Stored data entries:
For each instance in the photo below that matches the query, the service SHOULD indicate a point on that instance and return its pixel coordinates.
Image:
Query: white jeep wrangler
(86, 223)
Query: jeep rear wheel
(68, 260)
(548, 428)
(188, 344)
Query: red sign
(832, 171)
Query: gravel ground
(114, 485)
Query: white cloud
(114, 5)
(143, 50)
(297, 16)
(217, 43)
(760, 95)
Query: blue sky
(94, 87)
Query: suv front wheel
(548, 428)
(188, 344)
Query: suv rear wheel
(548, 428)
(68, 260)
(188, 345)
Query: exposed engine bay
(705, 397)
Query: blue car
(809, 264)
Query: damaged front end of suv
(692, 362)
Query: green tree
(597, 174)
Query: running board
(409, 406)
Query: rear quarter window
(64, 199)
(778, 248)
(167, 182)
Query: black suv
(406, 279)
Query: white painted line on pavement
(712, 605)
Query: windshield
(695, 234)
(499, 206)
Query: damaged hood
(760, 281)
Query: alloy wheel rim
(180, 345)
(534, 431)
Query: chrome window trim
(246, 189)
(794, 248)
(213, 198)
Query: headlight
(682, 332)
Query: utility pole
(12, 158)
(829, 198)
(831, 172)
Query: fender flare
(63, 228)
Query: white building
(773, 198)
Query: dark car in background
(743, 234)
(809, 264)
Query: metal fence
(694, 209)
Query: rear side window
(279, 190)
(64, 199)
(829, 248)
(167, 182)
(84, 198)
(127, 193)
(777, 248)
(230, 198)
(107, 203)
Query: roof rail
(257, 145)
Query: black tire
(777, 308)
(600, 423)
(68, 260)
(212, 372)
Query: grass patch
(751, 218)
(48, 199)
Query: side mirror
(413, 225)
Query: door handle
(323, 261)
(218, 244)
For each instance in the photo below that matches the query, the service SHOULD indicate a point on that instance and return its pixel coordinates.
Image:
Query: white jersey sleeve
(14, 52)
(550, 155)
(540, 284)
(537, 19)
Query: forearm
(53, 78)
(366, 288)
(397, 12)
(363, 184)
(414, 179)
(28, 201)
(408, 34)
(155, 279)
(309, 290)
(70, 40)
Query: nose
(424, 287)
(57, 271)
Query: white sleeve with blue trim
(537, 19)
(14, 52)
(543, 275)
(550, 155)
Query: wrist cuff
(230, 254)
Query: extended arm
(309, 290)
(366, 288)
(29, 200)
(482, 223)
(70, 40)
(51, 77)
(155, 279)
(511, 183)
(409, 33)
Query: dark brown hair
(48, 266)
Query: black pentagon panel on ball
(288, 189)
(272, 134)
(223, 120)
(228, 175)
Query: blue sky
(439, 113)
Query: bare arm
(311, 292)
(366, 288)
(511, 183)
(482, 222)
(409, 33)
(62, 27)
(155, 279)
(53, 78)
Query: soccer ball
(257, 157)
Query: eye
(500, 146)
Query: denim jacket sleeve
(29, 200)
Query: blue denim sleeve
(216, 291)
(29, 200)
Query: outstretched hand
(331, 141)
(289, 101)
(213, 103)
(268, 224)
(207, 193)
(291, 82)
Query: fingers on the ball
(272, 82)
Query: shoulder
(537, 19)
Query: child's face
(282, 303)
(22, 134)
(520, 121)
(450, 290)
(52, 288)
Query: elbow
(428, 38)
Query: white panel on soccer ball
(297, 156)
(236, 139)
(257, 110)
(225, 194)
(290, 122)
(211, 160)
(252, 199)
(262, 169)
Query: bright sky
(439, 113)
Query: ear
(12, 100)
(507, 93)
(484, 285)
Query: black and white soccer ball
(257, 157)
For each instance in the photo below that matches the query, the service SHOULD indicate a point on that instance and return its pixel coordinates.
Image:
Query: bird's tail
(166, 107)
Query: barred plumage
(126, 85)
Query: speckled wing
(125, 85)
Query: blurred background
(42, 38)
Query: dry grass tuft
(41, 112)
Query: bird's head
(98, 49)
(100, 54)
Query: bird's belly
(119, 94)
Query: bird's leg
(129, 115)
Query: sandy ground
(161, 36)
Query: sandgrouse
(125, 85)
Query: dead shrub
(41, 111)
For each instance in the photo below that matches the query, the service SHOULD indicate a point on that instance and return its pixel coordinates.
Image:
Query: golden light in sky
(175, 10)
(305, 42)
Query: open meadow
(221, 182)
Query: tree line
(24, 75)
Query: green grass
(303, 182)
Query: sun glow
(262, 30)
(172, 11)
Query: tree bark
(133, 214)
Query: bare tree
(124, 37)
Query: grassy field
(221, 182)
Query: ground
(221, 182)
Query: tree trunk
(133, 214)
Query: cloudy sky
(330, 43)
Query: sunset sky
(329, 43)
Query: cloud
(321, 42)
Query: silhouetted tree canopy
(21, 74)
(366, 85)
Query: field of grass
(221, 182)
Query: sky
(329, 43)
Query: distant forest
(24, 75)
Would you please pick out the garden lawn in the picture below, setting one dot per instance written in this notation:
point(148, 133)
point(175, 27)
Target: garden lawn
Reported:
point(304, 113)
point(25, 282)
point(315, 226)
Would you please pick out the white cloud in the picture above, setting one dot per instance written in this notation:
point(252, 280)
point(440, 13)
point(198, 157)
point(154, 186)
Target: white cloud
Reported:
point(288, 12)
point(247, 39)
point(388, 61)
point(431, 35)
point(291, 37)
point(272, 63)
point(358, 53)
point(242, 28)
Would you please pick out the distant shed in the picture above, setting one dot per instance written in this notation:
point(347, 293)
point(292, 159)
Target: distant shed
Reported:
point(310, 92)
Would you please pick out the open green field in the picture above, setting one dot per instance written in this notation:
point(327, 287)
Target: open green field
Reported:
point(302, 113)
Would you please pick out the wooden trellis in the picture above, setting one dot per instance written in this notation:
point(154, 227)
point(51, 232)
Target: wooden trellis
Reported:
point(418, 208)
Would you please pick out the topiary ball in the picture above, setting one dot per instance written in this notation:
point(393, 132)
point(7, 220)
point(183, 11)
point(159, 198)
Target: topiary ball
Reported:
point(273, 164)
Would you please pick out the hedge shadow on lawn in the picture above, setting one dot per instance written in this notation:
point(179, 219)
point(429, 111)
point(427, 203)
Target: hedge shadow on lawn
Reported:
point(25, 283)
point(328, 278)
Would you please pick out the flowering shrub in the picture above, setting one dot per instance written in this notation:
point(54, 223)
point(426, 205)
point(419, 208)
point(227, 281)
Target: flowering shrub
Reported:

TASK INSTRUCTIONS:
Looking at the data above, give the number of lines that include "shadow"; add nothing else.

TASK OUTPUT:
2